● Given problem: Will you output the entries below exactly, skipping every image they contain?

-- START Provided information --

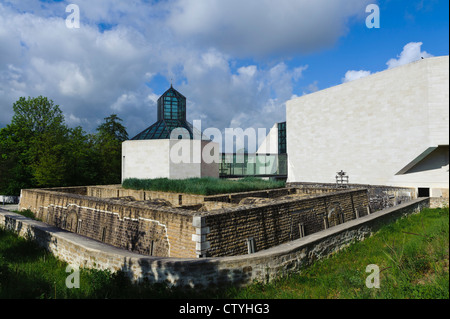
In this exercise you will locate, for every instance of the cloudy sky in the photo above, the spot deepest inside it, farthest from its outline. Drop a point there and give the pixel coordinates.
(237, 62)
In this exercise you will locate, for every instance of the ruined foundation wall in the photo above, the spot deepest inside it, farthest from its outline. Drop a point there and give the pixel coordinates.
(150, 230)
(226, 232)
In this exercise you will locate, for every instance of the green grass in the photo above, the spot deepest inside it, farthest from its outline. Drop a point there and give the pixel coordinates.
(202, 186)
(412, 254)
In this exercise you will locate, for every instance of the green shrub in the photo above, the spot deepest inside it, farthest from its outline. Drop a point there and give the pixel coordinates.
(202, 186)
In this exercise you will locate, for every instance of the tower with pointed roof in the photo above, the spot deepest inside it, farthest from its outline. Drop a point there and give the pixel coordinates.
(171, 116)
(171, 147)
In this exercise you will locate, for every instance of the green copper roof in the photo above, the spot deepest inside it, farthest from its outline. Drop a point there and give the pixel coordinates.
(171, 116)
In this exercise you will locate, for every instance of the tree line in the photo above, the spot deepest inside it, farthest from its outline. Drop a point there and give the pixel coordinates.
(38, 149)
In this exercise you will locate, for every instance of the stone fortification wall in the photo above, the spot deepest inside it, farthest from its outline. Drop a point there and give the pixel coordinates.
(140, 227)
(380, 197)
(270, 222)
(262, 266)
(147, 224)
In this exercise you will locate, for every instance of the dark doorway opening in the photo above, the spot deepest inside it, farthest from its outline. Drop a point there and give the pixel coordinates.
(424, 192)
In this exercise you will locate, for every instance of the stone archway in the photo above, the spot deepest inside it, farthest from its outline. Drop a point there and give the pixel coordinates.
(72, 221)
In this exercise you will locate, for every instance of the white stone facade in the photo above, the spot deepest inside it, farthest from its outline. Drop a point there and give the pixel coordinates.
(390, 128)
(173, 159)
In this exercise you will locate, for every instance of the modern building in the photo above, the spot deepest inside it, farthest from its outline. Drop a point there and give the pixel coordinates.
(170, 148)
(390, 128)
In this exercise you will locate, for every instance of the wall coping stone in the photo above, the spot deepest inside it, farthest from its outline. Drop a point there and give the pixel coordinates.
(240, 270)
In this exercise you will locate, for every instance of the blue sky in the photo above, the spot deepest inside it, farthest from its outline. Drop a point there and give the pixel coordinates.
(237, 62)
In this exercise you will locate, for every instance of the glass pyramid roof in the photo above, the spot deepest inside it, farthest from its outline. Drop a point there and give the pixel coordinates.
(171, 120)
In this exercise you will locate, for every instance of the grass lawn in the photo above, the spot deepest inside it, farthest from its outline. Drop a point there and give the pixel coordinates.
(411, 253)
(202, 186)
(412, 256)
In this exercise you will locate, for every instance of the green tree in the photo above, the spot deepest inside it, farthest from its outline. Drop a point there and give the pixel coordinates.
(32, 146)
(82, 157)
(110, 136)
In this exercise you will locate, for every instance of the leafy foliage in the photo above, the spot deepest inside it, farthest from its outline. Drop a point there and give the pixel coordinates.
(37, 149)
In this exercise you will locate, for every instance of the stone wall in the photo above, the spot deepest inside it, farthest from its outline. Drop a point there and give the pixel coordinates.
(147, 223)
(262, 266)
(146, 229)
(227, 231)
(380, 196)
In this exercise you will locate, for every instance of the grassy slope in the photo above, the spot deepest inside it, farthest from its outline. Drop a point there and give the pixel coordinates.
(412, 255)
(202, 186)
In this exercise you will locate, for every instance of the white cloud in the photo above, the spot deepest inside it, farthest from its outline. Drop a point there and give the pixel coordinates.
(355, 75)
(261, 27)
(411, 52)
(94, 71)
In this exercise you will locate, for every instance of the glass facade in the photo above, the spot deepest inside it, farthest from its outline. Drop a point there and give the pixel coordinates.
(282, 149)
(263, 165)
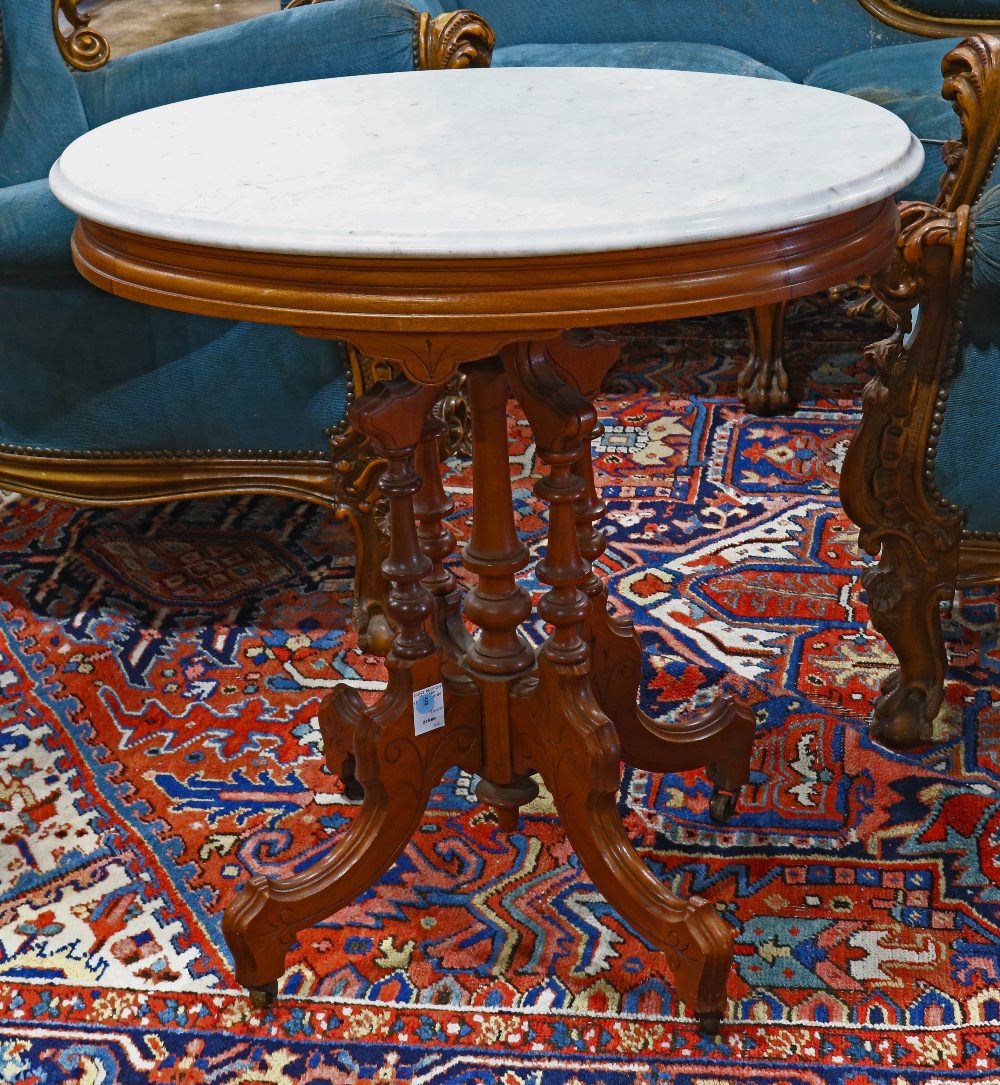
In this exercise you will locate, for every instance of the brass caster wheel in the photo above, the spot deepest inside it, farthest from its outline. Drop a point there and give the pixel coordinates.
(722, 805)
(261, 997)
(353, 789)
(709, 1024)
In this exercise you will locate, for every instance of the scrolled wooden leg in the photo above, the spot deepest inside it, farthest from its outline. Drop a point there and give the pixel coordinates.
(763, 385)
(720, 738)
(395, 766)
(904, 597)
(397, 770)
(560, 728)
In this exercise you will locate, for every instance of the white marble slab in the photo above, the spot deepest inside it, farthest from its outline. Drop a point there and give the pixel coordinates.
(488, 163)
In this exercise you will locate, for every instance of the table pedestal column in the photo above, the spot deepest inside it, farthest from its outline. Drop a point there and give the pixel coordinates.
(510, 712)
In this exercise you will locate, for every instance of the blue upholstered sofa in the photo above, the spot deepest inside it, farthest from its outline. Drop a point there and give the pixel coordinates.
(922, 479)
(886, 51)
(103, 400)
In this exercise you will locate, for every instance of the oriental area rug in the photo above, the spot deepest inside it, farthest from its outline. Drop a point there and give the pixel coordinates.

-- END Provided information --

● The reply:
In this exercise you will locate, for every instance of the cloudy sky in the photo above, the spot deepest inside it, farthest from its outline. Drop a point there and give the pixel coordinates.
(237, 62)
In this exercise you will locate, for every instance of the ruined foundation wall in the photo above, the spot deepest inside it, farthest from its outline. Drop a point there and give the pixel coordinates.
(150, 230)
(226, 232)
In this exercise you will locate, for every instance of the green grass in the photo above, the spot deepest inside it, farthest from its outline. Drop a point there and give the pixel coordinates.
(202, 186)
(412, 254)
In this exercise you will locate, for every instance of the green shrub in the photo above, the spot deepest inside it, farthest from its outline. Drop a point there and give the pixel coordinates.
(202, 186)
In this exercise you will locate, for every instance of the tower with pointed roof in the photo above, the spot deepest inside it, farthest from its outline. Drop a point there and give the pixel coordinates.
(171, 116)
(171, 147)
In this exercise you will locate, for every instance of the green copper roof in the photo above, the spot deepest inside it, farthest from its outline. Drop a point there and give the pixel coordinates.
(171, 116)
In this exercise you will locate, for every instance of the tree line in the photo above, the spot deepest inside it, farthest from its outline. Drop a point there and give the pixel coordinates.
(38, 149)
In this exercise you will locate, for every instance of the stone fortification wall in the photo above, the spot deepest inside it, farthest from its outline. Drop a point there and give the pixel coordinates.
(140, 227)
(380, 197)
(270, 222)
(262, 266)
(147, 224)
In this exercise you will locate, for every instance of the dark doorway opening in the photo above, the spot deepest inside it, farthest from its outline. Drop a point there and give the pixel coordinates.
(424, 192)
In this exercise you will locate, for every instance of the stone archway in the photo above, the spot deepest inside it, farthest from its outline. Drop a point there and give the pixel coordinates.
(72, 221)
In this exercise you will locate, for every instance of the white stone facade in the photo above, the spot deepest inside it, farthest from its outline. Drop a point there and give the pixel coordinates.
(390, 128)
(173, 159)
In this exercise you will locate, for every instance of the modern building in the photo above, the spot deepest inside it, farthest from its outline. Drop a point there and give the pixel coordinates.
(170, 148)
(390, 128)
In this exercise you will locate, for every instance of the wall coping stone in the photo above, the spot deepest inside it, farthest from its outline. Drop a point there and give the pixel coordinates.
(240, 270)
In this exercise you will locate, for every instance of the blue sky in the photo above, the spot deepest inside it, farthest from its outline. Drop a point there and give the pixel coordinates.
(237, 62)
In this exercise you will locate, for every instance of the glass pyramid roof in the photo above, the spot deepest inside it, farthest from its outline. Drop a point there and give the pixel coordinates.
(171, 120)
In this exercise you will locate, for every instance of the grass lawn in the photo above, the spot deepest inside it, farthest from its outline. Drop a point there and give the pixel coordinates.
(411, 253)
(202, 186)
(412, 256)
In this exercise you will locate, for every instance of the green tree in the photo above, the spot deepest inside it, farthest from its outline. Drop a point there and give the pixel coordinates.
(32, 146)
(82, 157)
(110, 136)
In this exercise you will locate, for every instance of the leafy foliage in the photo above, the spot deepest inside it, farthest from its outline. Drop a point there and give the pixel coordinates.
(37, 149)
In this exercise you will locate, for every instance of the stone wall in the photo above, the spot deepest inside it, farthest from its outline. Drop a point there and give the pixel coordinates.
(147, 223)
(262, 266)
(146, 229)
(227, 231)
(380, 196)
In this exercise you will locate, for every instance of the grassy slope in the photo above, the spot deepest inside it, farthest from its outline. Drop a point there and give the pixel coordinates.
(412, 255)
(202, 186)
In this exercise you will locate, for every instance of the white cloud in the photo above, the spot deepest inside it, farthest from its outline. Drop a point there and give the pixel coordinates.
(355, 75)
(261, 27)
(411, 52)
(94, 71)
In this exercise you will locate, for every instance of the glass facade in the photo above, the spot deepest inside it, farthest from its outline. Drop a point there and give the pixel coordinates.
(282, 149)
(263, 165)
In this exercise you will locate, for every instance of the brass caster wheel in the photo above, the spot deepest inside it, farthest from its outline. Drop a point there and give the pixel coordinates.
(722, 805)
(261, 997)
(353, 789)
(709, 1024)
In this exercise you will locate, for every instance of the scrolled wooden leg in the photo above, the spot deepest inside it, farthest from its outline. Drop a point there and give the pixel coordinates.
(763, 385)
(720, 738)
(395, 766)
(904, 597)
(397, 770)
(560, 728)
In this exercise you will locate, for every instance of the white marble slab in the photo above, the spot deepest inside it, farthest from its outline. Drop a point there and give the pixel coordinates.
(488, 163)
In this exercise you will locate, for every instance of the table pedestal column in the photo above, the spot deepest inside it, farthest from its outline. Drop a point there and give the pixel coordinates.
(510, 712)
In this exercise you will locate, for every instance of the blue upholstered sofa in the photo above, the spot deepest inside it, farthest from its outline. Drop a point there and give the pixel coordinates.
(922, 479)
(886, 51)
(103, 400)
In this exercise you will locate, for every instance of the oriental area rug in the photo above, the spot deepest inside it, farthest from its outline. Drop a point there and give the pixel coordinates.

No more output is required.